* [SOURCE EXCERPT]
>> begin

«NOAA Environmental Data Management Framework NOAA is, at its foundation, an environmental information generating organization. Fundamental to ...»
2.5.1. Infrastructure NOAA infrastructure involved in environmental data management includes the observing platforms and systems themselves, data collection and processing systems, the archival data centers (NCDC, NGDC, NODC) and their associated systems for data ingest, storage and stewardship, other NOAA centers of data, dedicated data links such as the WMO Global Telecommunication System (GTS) and Satellite Broadcast Network (SBN), general-purpose network infrastructure, high-performance computing systems, and other computing resources. NOAA partners also operate infrastructure for data that NOAA may ingest.
These infrastructure components are expensive to acquire and maintain. Costs can be reduced over the long term by avoiding project-specific systems built from scratch. Instead, gradual adoption of commodity hardware and software, and the establishment of enterprise systems that provide functionality for multiple projects or the entire agency, are preferable. Adoption of interoperability standards (see Section 2.4) will support and simplify information exchange among NOAA systems and between NOAA and external data providers. Costs may be reduced by using commercial or NOAAoperated Cloud services (shared, pay-as-you-go information technology (IT) resources such as storage, processing, or software that can be scaled up or down based on demand). * 2.5.2. Service-Based Approach NOAA environmental data must be available to users both inside and outside of NOAA. It is more efficient to make a given dataset accessible from a single authoritative source than to have users download, maintain, and possibly redistribute multiple copies, because the timeliness and accuracy of duplicative collections becomes increasingly uncertain. NOAA data and metadata should therefore be delivered through services -- that is, through web-based interfaces that can be invoked by software applications. These services can offer functions such as searching for data, retrieving a copy or a subset of data, visualizing data (e.g., producing a colored map or a time-series graph), or otherwise transforming data (e.g., converting to other formats or other coordinate systems). Rather than establishing vertically-integrated "stovepipes" that only provide services for specific users and customers, a shared-services architecture, as illustrated in Figure 4, is recommended.

>> end

Object position labeling entries
>> begin

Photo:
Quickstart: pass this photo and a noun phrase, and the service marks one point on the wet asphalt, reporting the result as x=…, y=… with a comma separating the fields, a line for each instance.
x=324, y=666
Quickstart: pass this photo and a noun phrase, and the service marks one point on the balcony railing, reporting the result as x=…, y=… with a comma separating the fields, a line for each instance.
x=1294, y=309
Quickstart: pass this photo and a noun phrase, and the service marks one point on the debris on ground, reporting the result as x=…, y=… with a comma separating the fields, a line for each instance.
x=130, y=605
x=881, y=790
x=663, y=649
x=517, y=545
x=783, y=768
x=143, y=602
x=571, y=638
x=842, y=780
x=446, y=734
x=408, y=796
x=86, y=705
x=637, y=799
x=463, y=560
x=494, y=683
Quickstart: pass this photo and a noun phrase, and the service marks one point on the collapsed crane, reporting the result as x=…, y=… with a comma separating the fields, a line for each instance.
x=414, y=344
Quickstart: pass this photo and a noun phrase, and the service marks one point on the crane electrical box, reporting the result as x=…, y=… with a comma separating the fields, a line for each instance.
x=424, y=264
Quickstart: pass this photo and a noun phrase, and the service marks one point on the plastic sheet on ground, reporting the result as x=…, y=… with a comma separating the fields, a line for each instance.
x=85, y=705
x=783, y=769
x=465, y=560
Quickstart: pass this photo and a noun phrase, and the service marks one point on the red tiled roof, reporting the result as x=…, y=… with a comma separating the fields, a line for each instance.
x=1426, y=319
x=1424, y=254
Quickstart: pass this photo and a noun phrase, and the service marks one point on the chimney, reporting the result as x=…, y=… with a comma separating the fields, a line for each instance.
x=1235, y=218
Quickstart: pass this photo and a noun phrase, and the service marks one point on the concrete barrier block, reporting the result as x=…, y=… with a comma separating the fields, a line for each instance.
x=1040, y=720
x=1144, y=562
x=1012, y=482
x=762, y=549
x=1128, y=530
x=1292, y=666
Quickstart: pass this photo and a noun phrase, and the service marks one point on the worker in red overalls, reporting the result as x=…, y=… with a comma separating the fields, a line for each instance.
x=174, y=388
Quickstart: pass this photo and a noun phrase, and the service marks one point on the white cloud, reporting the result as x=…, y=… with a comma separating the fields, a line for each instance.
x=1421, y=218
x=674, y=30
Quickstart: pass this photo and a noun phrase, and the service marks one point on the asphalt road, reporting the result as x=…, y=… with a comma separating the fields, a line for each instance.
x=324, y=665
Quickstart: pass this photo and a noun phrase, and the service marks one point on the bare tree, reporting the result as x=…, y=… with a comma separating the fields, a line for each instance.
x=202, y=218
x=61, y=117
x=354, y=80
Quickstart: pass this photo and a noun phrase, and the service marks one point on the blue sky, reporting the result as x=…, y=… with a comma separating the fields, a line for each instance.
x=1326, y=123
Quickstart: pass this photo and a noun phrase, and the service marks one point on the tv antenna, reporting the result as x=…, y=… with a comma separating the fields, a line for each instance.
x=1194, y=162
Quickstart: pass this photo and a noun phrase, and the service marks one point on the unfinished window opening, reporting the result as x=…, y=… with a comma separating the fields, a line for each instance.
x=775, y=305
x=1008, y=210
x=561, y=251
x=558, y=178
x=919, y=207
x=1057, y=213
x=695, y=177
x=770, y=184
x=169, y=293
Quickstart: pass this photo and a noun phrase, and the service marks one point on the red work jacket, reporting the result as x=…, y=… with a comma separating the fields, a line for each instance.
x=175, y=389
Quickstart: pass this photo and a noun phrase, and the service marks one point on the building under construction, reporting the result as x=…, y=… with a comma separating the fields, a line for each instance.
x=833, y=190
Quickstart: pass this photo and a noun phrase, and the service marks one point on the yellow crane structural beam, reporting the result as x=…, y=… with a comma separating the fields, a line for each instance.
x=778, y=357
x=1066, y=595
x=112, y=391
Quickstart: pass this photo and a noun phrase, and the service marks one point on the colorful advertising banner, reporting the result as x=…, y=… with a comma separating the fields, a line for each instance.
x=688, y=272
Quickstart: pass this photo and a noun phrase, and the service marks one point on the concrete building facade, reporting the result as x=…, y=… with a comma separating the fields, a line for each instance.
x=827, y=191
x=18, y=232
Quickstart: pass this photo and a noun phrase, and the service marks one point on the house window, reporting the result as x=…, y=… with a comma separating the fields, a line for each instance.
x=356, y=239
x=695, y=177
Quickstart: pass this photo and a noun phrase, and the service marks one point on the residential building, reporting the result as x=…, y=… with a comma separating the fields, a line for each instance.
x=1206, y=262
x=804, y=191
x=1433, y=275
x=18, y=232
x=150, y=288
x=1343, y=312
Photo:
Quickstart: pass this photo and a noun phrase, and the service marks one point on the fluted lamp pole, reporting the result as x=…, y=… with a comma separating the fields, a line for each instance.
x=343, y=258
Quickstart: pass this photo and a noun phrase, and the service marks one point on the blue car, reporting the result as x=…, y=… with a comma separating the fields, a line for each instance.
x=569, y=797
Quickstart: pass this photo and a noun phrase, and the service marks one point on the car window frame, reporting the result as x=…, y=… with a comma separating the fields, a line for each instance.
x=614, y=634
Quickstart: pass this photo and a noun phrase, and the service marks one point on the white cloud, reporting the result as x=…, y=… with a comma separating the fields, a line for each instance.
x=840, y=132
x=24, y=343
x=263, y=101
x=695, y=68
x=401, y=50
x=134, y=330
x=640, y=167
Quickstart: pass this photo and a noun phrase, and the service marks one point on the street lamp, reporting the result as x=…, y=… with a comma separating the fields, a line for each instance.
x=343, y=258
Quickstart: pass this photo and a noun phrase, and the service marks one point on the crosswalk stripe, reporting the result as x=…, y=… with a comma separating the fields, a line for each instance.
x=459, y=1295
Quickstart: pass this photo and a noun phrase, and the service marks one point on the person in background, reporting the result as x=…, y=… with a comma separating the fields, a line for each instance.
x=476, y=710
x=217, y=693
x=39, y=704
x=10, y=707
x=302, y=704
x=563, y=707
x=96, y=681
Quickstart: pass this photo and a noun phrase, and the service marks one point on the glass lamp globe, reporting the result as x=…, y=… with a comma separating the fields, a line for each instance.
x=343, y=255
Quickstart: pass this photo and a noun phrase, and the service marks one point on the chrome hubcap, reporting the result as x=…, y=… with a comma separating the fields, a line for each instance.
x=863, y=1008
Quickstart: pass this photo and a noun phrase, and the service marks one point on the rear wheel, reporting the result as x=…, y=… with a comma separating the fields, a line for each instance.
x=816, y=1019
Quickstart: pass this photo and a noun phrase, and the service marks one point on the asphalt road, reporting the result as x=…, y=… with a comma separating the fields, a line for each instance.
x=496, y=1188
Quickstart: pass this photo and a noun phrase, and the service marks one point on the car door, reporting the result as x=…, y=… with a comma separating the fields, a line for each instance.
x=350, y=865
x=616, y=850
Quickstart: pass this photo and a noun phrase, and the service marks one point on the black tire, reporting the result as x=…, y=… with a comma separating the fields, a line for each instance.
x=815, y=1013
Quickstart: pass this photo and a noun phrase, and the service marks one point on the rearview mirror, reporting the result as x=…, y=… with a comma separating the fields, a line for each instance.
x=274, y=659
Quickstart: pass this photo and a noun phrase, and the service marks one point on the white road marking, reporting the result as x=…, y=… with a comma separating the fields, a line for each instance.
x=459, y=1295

>> end

* [GIVEN INSTRUCTION 1]
Answer these questions about the NOAA data management excerpt, one line per answer, marked as the questions are:
(a) Which three archival data centers does it name?
(b) Which section does it point to for interoperability standards?
(c) Which figure illustrates the recommended shared-services architecture?
* [GIVEN INSTRUCTION 2] Put the stretch of rows from the line that contains "on the glass" through the line that contains "x=274, y=659" into a JSON list of strings, one string per line, leaving out blank lines.
The NOAA data management excerpt and the rows have no connection to each other.

* [FULL OUTPUT 1]
(a) NCDC, NGDC, and NODC
(b) Section 2.4
(c) Figure 4

* [FULL OUTPUT 2]
[
  "Quickstart: pass this photo and a noun phrase, and the service marks one point on the glass lamp globe, reporting the result as x=…, y=… with a comma separating the fields, a line for each instance.",
  "x=343, y=255",
  "Quickstart: pass this photo and a noun phrase, and the service marks one point on the chrome hubcap, reporting the result as x=…, y=… with a comma separating the fields, a line for each instance.",
  "x=863, y=1008",
  "Quickstart: pass this photo and a noun phrase, and the service marks one point on the rear wheel, reporting the result as x=…, y=… with a comma separating the fields, a line for each instance.",
  "x=816, y=1019",
  "Quickstart: pass this photo and a noun phrase, and the service marks one point on the asphalt road, reporting the result as x=…, y=… with a comma separating the fields, a line for each instance.",
  "x=496, y=1188",
  "Quickstart: pass this photo and a noun phrase, and the service marks one point on the car door, reporting the result as x=…, y=… with a comma separating the fields, a line for each instance.",
  "x=350, y=865",
  "x=616, y=850",
  "Quickstart: pass this photo and a noun phrase, and the service marks one point on the black tire, reporting the result as x=…, y=… with a comma separating the fields, a line for each instance.",
  "x=815, y=1013",
  "Quickstart: pass this photo and a noun phrase, and the service marks one point on the rearview mirror, reporting the result as x=…, y=… with a comma separating the fields, a line for each instance.",
  "x=274, y=659"
]